__BRIEF__: Can you give all of the material again with "with one dot" changed to "with a single dot" everywhere it occurs, leaving every other word as it is?

Entries for pointing at labeled objects:
━━━━━━━━━━

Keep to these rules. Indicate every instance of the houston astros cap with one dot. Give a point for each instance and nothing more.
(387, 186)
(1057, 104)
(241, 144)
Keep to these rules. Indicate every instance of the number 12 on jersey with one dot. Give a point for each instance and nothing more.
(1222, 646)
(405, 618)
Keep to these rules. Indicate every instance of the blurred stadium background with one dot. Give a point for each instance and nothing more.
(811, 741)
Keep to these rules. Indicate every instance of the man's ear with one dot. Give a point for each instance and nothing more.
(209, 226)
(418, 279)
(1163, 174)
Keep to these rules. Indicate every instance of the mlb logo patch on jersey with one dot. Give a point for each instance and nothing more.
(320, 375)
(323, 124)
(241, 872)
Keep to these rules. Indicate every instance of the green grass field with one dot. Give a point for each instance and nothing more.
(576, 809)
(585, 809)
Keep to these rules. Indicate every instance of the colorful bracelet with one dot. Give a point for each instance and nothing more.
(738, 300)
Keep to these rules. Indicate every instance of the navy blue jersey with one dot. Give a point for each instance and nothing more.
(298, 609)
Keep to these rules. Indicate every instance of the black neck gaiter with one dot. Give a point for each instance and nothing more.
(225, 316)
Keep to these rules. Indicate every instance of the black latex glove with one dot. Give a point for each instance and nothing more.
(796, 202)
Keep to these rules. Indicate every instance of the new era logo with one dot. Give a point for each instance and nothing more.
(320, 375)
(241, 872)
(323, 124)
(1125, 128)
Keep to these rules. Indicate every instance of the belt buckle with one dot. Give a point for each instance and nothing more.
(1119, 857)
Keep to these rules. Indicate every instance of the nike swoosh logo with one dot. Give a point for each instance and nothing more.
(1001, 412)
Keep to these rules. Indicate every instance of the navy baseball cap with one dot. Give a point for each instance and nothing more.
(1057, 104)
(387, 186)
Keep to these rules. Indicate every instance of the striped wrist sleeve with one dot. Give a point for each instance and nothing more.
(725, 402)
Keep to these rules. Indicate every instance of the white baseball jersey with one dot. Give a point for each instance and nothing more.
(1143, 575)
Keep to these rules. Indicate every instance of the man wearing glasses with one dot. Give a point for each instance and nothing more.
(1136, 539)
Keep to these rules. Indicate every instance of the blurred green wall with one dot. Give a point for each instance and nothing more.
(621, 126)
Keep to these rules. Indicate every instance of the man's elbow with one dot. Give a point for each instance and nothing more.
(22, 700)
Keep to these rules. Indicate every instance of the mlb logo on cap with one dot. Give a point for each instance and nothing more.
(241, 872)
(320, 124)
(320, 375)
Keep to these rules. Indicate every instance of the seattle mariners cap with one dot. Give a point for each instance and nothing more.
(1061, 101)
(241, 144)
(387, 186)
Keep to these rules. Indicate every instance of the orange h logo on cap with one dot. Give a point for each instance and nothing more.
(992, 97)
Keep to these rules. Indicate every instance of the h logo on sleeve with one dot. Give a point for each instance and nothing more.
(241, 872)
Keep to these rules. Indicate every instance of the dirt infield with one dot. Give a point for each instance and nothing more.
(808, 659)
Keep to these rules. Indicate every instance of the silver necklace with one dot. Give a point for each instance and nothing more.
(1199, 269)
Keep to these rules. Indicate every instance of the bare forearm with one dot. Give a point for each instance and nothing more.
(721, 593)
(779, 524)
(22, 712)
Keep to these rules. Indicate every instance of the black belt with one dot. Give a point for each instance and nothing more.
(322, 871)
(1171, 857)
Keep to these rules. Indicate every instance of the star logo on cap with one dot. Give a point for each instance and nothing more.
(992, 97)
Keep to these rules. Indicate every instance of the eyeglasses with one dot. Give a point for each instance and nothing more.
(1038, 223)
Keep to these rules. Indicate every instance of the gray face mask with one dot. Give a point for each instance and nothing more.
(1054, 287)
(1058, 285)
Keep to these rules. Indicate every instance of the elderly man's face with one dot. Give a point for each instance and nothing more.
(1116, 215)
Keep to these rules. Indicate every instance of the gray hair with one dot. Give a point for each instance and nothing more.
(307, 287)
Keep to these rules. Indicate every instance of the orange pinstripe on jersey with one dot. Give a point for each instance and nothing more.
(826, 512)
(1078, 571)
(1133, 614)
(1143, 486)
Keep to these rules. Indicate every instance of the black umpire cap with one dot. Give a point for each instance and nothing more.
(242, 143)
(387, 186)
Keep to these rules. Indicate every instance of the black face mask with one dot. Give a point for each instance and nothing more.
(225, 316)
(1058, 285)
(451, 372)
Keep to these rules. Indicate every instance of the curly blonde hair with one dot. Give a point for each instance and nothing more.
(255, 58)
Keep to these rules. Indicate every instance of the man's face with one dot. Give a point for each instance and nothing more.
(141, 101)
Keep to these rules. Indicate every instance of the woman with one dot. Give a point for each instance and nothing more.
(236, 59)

━━━━━━━━━━

__EXERCISE ANSWER__:
Keep to these rules. Indicate every instance of the houston astros cap with a single dot. Give a point for each instance and nothing more.
(387, 186)
(1057, 104)
(241, 144)
Keep to these rules. Indicate every instance of the number 12 on jersey with a single dot. Give a point for each instance and nothing more.
(1222, 646)
(405, 618)
Keep to these rules. Indicate every instance of the blurred stadium background with a single dot. Give a point for each instance and nothing more.
(811, 741)
Keep to these rules. Indicate every instance of the man's ear with a single dot. Give a point for each instance and nothing more.
(209, 226)
(418, 279)
(1163, 174)
Keep to these rules. Indicate every instance of the mlb logo patch on jersey with a single dot. Give a point for each instance and nothing more.
(320, 375)
(323, 124)
(241, 872)
Keep to these rules. Indicate every instance of the green grass field with a single dot. Give a point for each instance and nothing more.
(576, 809)
(585, 809)
Keep to these rules. Indicate every instance of the colorful bracelet with a single dot. Give a point for each instance and nothing more.
(738, 300)
Keep to these rules. Indicate every instance of the navy blue jersey with a single dot. Give a point for each instance and nothing more.
(298, 609)
Keep to these rules. Indicate every instance of the black neck gaiter with a single dot. Give a point for each instance and nothing more.
(225, 316)
Keep to these rules. Indicate every instance of the black latex glove with a single dot. Give a point for each instance and nothing more.
(796, 202)
Keep to these rules. Indicate every instance of the new era logo with a single dot. Give a point for each instance and nothing more.
(320, 375)
(241, 872)
(323, 124)
(1125, 128)
Keep to these rules. Indicate every instance of the belt buckle with a single dot. Give a point for each instance and nothing more.
(1119, 857)
Keep to these rules. Indicate every instance of the nike swoosh logo with a single dot. Give a point for each instance and nothing more.
(1001, 412)
Keep to these rules. Indicate every instance of the navy baseball cap with a single dot. Give a point for each instance and nothing more.
(1057, 104)
(387, 186)
Keep to these rules. Indicate every instance of the striped wrist sleeve with a single dot. Give a point for each instance and nothing more.
(725, 402)
Keep to these rules. Indicate every instance of the white baseball jersey with a single dot. Give a point for each instance and nothing more.
(1143, 575)
Keep to these rules. Indicate every instance of the man wearing glasses with a single dot. Give a point for each instance and nothing more.
(1136, 539)
Keep to these rules. Indicate every instance of the blurred green wall with a single dot. Give a point for each instance and nothing more.
(621, 126)
Keep to these rules. Indicate every instance of the man's elbow with a single dot. Give a point for each instance and nothing more.
(22, 700)
Keep to these rules. Indicate every instance of the mlb logo on cap with a single dot. Give a point for each instance and nothing more.
(241, 872)
(320, 124)
(320, 375)
Keep to these rules. Indicate every instance of the seattle mariners cap with a single dot. Give a point for each instance and nothing more.
(1061, 101)
(241, 144)
(387, 186)
Keep to these rules. Indicate every instance of the orange h logo on cap with a single dot. Give a point for each instance and nothing more.
(992, 97)
Keep to these rules. Indicate every instance of the h logo on sleeve with a single dot. Give a point for each instance and nothing more.
(241, 872)
Keep to these rules. Indicate every instance of the dirt infield with a single dot. Give a point for each instance and nothing more.
(808, 659)
Keep to these rules. Indicate every instance of the silver necklace with a single dot. Give a point for each instance and nothing more.
(1199, 269)
Keep to these rules. Indicate every instance of the bare forearm with a single dot. Give a point for each instance and nothing more.
(721, 593)
(779, 524)
(22, 712)
Keep to these rules. Indicate every instance of the black belt with a single dot. Give a point for each instance and nothing more.
(322, 871)
(1171, 857)
Keep to these rules. Indicate every instance of the star logo on cap with a single dot. Give a point for each instance and nothing more.
(992, 97)
Keep to these rules. Indicate every instance of the eyeglasses with a single dot. Give a point for each instance and nothing more.
(1038, 223)
Keep to these rules. Indicate every instance of the gray face mask with a single dot. Give a point for each instance and nothing more.
(1054, 287)
(1058, 285)
Keep to these rules. Indicate every instance of the elderly man's face with a single dot. Give a point for each instance and nothing more.
(1116, 215)
Keep to these rules. Indicate every instance of the gray hair with a single dot. Give a point for each instance and nothing more.
(307, 287)
Keep to these rules. Indicate every instance of the orange pinstripe on jersey with a single dot. Give a point for each instance and nothing more.
(826, 512)
(1078, 571)
(1133, 614)
(1143, 486)
Keep to these rules. Indicate every instance of the black umpire cap with a single dot. Give a point for each instance and nothing more.
(242, 143)
(387, 186)
Keep to these rules. Indicate every instance of the black face mask with a single dot. Give a point for each instance and nothing more.
(225, 316)
(1058, 285)
(451, 372)
Keep to these rules. Indicate every instance of the curly blonde hair with a single dot. Give a point for each instance and nothing more.
(255, 58)
Keep to these rules. Indicate every instance of the man's face with a single dot. Give a point for each instance and nothing more.
(141, 101)
Keep to these rules. Indicate every instance of the woman with a single dot. Give a point for each instance and nothing more.
(236, 59)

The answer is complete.